Stated goal: Can you copy the listing below word for word, leaving out the pictures?

Raw listing:
--- begin ---

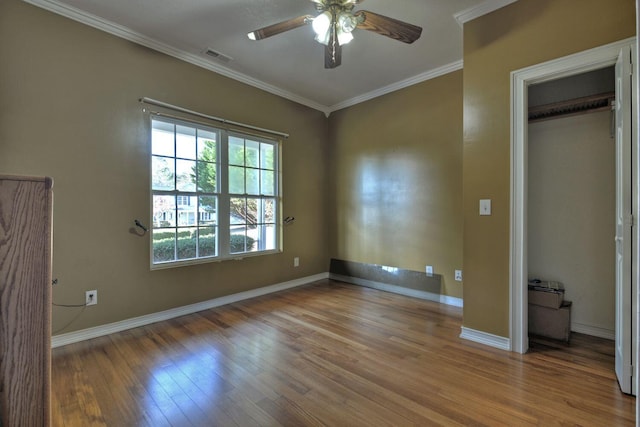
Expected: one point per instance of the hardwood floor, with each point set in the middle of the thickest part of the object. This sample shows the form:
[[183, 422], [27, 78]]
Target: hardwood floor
[[330, 354]]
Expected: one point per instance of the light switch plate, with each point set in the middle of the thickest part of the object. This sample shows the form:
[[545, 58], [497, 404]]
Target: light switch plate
[[485, 206]]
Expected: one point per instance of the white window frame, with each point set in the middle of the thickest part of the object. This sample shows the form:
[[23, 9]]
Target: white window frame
[[223, 195]]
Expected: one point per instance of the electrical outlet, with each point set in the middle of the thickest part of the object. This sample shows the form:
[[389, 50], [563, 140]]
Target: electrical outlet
[[91, 297]]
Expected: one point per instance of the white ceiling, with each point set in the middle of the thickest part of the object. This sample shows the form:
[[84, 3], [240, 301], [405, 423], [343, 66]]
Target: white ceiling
[[290, 64]]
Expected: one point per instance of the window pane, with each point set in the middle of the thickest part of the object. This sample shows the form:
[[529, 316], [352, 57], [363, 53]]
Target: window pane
[[207, 177], [186, 175], [269, 211], [253, 181], [162, 138], [187, 241], [207, 146], [266, 237], [252, 238], [239, 241], [253, 211], [236, 180], [267, 156], [236, 151], [252, 157], [187, 209], [208, 212], [268, 184], [164, 211], [186, 195], [207, 242], [185, 142], [162, 173], [164, 245], [237, 210]]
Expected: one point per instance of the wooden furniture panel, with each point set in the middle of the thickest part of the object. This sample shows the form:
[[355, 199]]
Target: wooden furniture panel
[[25, 300]]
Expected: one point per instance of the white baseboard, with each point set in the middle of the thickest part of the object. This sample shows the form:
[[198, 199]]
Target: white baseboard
[[442, 299], [486, 338], [110, 328], [595, 331]]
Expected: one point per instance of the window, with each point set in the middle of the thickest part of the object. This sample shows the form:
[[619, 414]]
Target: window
[[215, 193]]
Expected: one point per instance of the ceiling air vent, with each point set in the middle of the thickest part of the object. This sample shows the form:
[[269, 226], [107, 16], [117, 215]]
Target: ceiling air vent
[[217, 55]]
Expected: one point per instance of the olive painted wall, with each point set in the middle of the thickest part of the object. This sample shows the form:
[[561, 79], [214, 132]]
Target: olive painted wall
[[69, 109], [396, 180], [525, 33]]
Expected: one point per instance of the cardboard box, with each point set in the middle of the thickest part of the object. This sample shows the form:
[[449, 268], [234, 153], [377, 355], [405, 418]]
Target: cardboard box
[[551, 322], [546, 297]]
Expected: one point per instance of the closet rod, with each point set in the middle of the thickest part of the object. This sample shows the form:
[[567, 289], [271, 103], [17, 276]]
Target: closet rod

--- end ---

Complete answer:
Expected: one point per instance of the hardwood floor, with each point set in the middle of the thickest part of the object. This sample shows the form:
[[183, 422], [27, 78]]
Target: hardwood floor
[[330, 354]]
Expected: one point per instance of the light switch plate, with each point set in the middle of the thickest part of the object. This sample shows the form:
[[545, 58], [497, 404]]
Target: light switch plate
[[485, 206]]
Expected: one point per instance of the white window frame, with each point set in the middle of the thickest part of the object. This sample shows the form:
[[23, 9]]
Target: white window frame
[[223, 195]]
Expected: one point per instance of the electrical outlet, with each point set in the middle of the thickest part of the object. This sample shows the form:
[[389, 50], [563, 140]]
Target: electrical outlet
[[91, 297]]
Expected: one point per instance of the white ceiling, with each point set in the middle of the thickest part of the object. This sample shows the form:
[[84, 3], [240, 301], [405, 423], [343, 66]]
Target: white ceiling
[[290, 64]]
Expected: one point per instance of the window pane, with each point set in the middle of the thickest part of the object. This sample shows the form:
[[529, 316], [352, 57], [363, 53]]
Target: window pane
[[207, 177], [186, 175], [269, 211], [253, 181], [162, 138], [187, 241], [207, 146], [266, 237], [252, 238], [239, 241], [253, 211], [236, 180], [267, 156], [236, 151], [252, 157], [187, 209], [208, 212], [268, 184], [164, 211], [186, 195], [207, 242], [185, 142], [162, 173], [164, 245], [237, 210]]
Expected: one point per instance of the wooden furniture panel, with each point set in the middle of the thickest part of the object. This sample shows the form:
[[355, 199]]
Target: wooden furniture panel
[[25, 300]]
Expected: one point per instance of the white baseboard, with each point set in the middle of the thickest part of the object. This sample shows the form:
[[198, 199]]
Target: white baseboard
[[442, 299], [486, 338], [110, 328], [595, 331]]
Expected: one point per instance of the window, with each point set in the middle of the thickest part of the object. This sample shows the form:
[[619, 414]]
Target: window
[[215, 193]]
Expected: one point per instance of the ceiling air vent, with each point set in the middle of the thickest part of the object. This sample shows the form:
[[269, 226], [107, 16], [117, 215]]
Target: ceiling air vent
[[217, 55]]
Expected: one point per instance of the olive painted wall, with each point set in the middle of the thickest part of the object. This sample shows the form:
[[561, 79], [214, 132]]
Target: olive painted wall
[[69, 109], [396, 180], [525, 33]]
Expected: one point per instance of the cardboard box, with each point set in the middle of the thickest part of the object. This sample shows the form:
[[449, 268], [234, 153], [377, 355], [405, 418]]
Target: cardboard box
[[551, 322], [546, 297]]
Expected: one point per instance of the closet rod, with each point set in the middle of the thickest part of the object. This sample shows the form:
[[567, 289], [271, 103], [17, 276]]
Target: closet rod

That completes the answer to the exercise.